Article:
>>>

Au cours des trois dernières années, 54 % des entreprises ayant répondu au questionnaire de l’association Grand Nantes Entreprises ont été victimes d’un vol — Photo : Andrey Popov

Les chiffres sont édifiants : au cours des trois dernières années, 54 % des dirigeants de Nantes et de sa métropole auraient été victimes d’un vol. Et, depuis cinq ans, plus des deux tiers des entreprises de la région nantaise auraient été confrontées à des actes délictueux, du cambriolage à l’agression verbale en passant par le dépôt sauvage de déchets. C’est du moins ce que révèle une enquête menée par la fédération d’associations Grand Nantes Entreprises. Sur les 1 550 sociétés nantaises membres, 323 ont répondu à l’étude menée en octobre 2020 sur laquelle l’association a conservé la discrétion jusqu’à cet été. Ces données sont toujours d’actualité, estime Hugues Malhère, qui préside cette fédération.

Regroupant 19 associations d’entreprises locales (comme Saint-Sébastien Entreprises, le parc d’activités Armor ou Nantes Est Entreprises), Grand Nantes Entreprises a été créée il y a cinq ans pour répondre à cette problématique d’insécurité. "Notre genèse, c’est la liberté d’entreprendre sereinement et en toute sécurité", remarque Hugues Malhère, par ailleurs dirigeant de la société Ad’hoc Média.

L’insécurité touche autant les TPE que les PME, qu’elles soient situées en secteur rural comme urbain. Le témoignage du directeur de l’entreprise de travaux publics Blanloeil à Clisson (Loire-Atlantique) et président du club Alliance dans le Vignoble - 68 entreprises adhérentes sur 34 communes au sud de Nantes pour 4 300 salariés - est à cet égard révélateur : "Sur notre territoire, ce qui est malheureusement récurrent, c’est le vol de carburant, et cela dure depuis des années. Mon entreprise en a d’ailleurs été victime", constate Patrick Le Jallé.

<<<

Consigne 1:
Résumez l'article en deux phrases.
Consigne 2:
Mettez à jour l'article en reprenant le passage qui va de « Au cours des trois dernières années, 54 % des entreprises » jusqu'à « préside cette fédération. » inclus, où « dirigeants » doit être remplacé par « chefs d'entreprise ».
Les entrées ne jouent aucun rôle dans cet exercice.

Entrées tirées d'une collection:
>>>

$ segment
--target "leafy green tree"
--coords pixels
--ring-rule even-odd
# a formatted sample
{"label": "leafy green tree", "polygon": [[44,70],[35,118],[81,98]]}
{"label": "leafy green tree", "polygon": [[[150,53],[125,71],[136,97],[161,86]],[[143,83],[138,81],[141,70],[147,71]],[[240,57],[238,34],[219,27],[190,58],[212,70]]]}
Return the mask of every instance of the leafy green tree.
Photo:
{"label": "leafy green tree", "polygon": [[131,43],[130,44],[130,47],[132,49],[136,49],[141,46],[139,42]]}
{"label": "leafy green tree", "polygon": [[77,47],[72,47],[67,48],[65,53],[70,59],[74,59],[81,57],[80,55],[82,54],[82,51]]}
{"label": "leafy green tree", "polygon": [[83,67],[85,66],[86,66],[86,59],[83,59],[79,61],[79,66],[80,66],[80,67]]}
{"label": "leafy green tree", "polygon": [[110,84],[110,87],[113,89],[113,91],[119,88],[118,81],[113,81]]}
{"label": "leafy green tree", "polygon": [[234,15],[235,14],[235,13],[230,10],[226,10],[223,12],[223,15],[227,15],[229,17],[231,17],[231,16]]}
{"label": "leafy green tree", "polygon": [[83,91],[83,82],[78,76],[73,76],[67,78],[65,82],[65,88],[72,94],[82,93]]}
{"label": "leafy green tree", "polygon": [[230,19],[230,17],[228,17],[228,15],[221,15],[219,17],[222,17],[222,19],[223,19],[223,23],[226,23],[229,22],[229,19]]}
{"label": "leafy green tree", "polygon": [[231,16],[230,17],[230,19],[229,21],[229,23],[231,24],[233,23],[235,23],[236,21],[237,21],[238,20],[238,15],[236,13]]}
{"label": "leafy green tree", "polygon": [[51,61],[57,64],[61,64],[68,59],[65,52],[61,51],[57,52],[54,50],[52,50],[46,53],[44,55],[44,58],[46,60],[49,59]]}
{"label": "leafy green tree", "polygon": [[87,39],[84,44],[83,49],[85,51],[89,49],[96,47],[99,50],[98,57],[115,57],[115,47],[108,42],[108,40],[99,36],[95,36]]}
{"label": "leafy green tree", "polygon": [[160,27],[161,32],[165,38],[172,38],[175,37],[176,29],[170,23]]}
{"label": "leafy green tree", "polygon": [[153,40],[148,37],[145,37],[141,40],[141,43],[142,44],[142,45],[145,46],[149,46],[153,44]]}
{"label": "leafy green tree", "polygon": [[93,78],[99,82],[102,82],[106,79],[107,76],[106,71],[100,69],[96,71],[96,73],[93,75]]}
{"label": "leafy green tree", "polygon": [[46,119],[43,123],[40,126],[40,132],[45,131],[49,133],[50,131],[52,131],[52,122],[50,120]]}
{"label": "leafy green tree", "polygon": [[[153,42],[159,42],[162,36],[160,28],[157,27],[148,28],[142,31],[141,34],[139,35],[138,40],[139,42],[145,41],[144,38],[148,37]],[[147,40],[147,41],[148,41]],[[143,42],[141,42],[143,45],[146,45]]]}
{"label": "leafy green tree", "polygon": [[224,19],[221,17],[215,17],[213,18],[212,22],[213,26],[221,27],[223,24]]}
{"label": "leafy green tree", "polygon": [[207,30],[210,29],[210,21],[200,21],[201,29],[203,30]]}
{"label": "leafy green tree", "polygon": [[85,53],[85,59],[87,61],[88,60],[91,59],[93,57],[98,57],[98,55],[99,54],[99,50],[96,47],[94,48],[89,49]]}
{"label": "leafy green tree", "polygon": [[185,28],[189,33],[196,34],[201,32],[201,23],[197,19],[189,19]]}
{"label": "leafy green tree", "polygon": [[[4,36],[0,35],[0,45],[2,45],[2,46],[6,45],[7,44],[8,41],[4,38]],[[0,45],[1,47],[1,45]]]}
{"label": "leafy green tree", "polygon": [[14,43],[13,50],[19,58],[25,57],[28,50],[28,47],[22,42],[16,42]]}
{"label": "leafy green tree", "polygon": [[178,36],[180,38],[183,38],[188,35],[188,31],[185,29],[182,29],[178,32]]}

<<<

Réponse 1:
Selon une enquête menée en octobre 2020 par la fédération Grand Nantes Entreprises, 54 % des dirigeants de Nantes et de sa métropole auraient été victimes d'un vol au cours des trois dernières années, et plus des deux tiers des entreprises de la région nantaise auraient été confrontées à des actes délictueux depuis cinq ans. Cette insécurité touche autant les TPE que les PME, en secteur rural comme urbain, le vol de carburant étant par exemple récurrent au sud de Nantes.

Réponse 2:
Au cours des trois dernières années, 54 % des entreprises ayant répondu au questionnaire de l’association Grand Nantes Entreprises ont été victimes d’un vol — Photo : Andrey Popov

Les chiffres sont édifiants : au cours des trois dernières années, 54 % des chefs d'entreprise de Nantes et de sa métropole auraient été victimes d’un vol. Et, depuis cinq ans, plus des deux tiers des entreprises de la région nantaise auraient été confrontées à des actes délictueux, du cambriolage à l’agression verbale en passant par le dépôt sauvage de déchets. C’est du moins ce que révèle une enquête menée par la fédération d’associations Grand Nantes Entreprises. Sur les 1 550 sociétés nantaises membres, 323 ont répondu à l’étude menée en octobre 2020 sur laquelle l’association a conservé la discrétion jusqu’à cet été. Ces données sont toujours d’actualité, estime Hugues Malhère, qui préside cette fédération.